§ **Brief**:
Find each line below that contains the string "Query" and copy it. Case matters.

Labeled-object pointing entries

^^^^^^^^^^^^^^^^

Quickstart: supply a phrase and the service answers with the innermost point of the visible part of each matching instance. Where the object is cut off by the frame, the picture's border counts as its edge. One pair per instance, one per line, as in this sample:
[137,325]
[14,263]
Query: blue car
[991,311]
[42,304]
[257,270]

^^^^^^^^^^^^^^^^

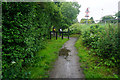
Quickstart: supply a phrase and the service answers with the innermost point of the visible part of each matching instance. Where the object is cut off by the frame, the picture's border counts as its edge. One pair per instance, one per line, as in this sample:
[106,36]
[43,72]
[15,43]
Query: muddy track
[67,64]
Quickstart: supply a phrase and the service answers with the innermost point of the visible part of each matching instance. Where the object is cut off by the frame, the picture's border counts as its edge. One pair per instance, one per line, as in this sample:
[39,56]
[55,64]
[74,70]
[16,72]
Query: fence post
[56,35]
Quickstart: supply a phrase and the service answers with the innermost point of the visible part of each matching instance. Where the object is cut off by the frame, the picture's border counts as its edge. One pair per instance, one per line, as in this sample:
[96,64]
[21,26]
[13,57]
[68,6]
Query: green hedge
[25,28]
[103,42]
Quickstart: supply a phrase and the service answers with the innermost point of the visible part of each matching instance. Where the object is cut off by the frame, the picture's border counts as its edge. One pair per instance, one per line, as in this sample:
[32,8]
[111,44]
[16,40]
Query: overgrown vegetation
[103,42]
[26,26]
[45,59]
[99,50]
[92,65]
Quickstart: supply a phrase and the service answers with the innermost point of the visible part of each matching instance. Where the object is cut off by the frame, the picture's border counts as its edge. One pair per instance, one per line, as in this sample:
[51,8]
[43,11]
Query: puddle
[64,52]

^^^^^^^^^^^^^^^^

§ **Answer below**:
Query: blue car
Query: muddy track
Query: fence post
Query: green hedge
Query: overgrown vegetation
Query: puddle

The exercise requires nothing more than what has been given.